▸ AUFGABEN:
• a. Welcher Anteil aller britischen Exporte geht laut dem Text zum Brexit bisher in die EU?
• b. Führe den Text zum Brexit im Anschluss an seinen letzten Satz weiter.

▸ VORLIEGENDER TEXT:

((

Nach diesem historischen Brexit-Datum und bis zum Jahresende gilt nun eine Übergangsphase, in der für die Bürger alles weitgehend beim Alten bleibt. In der Übergangszeit wird die britische Regierung mit den europäischen Institutionen verhandeln, wie die künftigen Beziehungen aussehen sollen.
EU-Kommissionspräsidentin Ursula von der Leyen hat darüber harte Verhandlungen angekündigt. „Wir werden sehr fair verhandeln, aber sehr hart“, sagte sie am Freitagabend dem ZDF. Die EU habe eine gute Ausgangsposition, weil sie bisher Absatzmarkt für fast die Hälfte aller britischen Exporte sei. Großbritannien habe großes Interesse am Zugang zu diesem Markt.

))

▸ BEREITGESTELLTES MATERIAL:
((

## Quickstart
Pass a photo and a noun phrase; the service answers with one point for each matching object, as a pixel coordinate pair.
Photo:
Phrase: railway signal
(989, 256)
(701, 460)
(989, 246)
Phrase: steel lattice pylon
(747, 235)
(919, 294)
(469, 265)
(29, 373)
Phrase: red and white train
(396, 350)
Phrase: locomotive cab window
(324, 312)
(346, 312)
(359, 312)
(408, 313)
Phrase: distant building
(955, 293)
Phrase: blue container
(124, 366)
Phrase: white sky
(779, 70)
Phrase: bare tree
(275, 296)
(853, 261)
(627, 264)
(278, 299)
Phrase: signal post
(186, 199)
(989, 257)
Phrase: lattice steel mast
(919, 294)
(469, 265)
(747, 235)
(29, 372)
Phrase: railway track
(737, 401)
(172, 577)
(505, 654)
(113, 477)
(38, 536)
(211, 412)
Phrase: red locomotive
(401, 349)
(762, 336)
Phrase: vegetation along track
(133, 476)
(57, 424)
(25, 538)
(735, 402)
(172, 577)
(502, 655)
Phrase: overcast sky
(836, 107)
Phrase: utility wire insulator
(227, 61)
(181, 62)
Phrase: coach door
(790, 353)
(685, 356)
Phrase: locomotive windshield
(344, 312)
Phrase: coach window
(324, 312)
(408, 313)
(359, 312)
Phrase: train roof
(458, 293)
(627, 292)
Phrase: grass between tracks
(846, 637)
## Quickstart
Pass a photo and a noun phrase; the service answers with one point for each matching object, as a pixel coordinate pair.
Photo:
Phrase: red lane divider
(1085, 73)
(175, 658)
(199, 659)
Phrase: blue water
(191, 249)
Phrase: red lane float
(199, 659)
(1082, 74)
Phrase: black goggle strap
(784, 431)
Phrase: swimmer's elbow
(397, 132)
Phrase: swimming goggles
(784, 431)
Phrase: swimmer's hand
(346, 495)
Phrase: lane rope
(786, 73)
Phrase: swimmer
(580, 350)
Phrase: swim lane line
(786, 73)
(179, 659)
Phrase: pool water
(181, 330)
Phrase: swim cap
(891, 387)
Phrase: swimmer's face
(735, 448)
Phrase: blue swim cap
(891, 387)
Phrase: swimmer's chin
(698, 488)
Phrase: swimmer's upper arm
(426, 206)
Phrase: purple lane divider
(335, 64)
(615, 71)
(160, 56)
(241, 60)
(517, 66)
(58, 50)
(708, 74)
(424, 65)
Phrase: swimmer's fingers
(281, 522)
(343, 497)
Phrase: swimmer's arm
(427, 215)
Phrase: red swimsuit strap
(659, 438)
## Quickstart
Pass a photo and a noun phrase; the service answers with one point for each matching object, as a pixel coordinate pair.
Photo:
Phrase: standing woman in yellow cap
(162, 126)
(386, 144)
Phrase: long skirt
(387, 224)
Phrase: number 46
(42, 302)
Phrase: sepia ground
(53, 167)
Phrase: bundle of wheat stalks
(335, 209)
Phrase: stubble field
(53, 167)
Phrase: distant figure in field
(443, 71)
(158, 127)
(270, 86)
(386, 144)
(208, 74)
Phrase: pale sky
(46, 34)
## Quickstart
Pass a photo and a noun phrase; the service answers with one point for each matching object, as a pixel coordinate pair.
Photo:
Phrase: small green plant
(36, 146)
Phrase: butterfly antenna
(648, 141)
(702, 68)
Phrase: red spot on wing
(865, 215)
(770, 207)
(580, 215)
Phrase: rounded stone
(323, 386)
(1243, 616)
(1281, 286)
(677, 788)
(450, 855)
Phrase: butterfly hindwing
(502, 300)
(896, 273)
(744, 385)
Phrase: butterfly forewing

))

▸ ANTWORTEN JE AUFGABE:
• a. Fast die Hälfte aller britischen Exporte.

• b.
Auch Irlands Premier Leo Varadkar will einen harten Kurs fahren. In Schottland berät die SNP über den richtigen Kurs, um eine Unabhängigkeit von Großbritannien zu erreichen. Innerhalb der Partei gibt es unterschiedliche Auffassungen über das richtige Verfahren – auch verfassungsrechtliche Probleme treten auf. Auch Wales hat angekündigt, weiterhin mit der EU in Verhandlungen zu bleiben.
Der britische Premier Boris Johnson will schon am Montag in einer Rede darstellen, wie er sich die weiteren Verhandlungen mit der EU vorstellt. EU-Chefunterhändler Michel Barnier hatte im Blick auf die künftigen Beziehungen das Kanada-Modell vorgeschlagen – also ein Freihandelsabkommen zwischen der EU und Großbritannien vergleichbar dem Ceta-Vertragswerk. Allerdings sind dort Dienstleistungen ausgeklammert, das ist für Großbritannien mit dem Starken Finanzsektor ein sehr wichtiger Wirtschaftszweig. Dennoch zeigte sich Johnson offen für das Kanada-Modell.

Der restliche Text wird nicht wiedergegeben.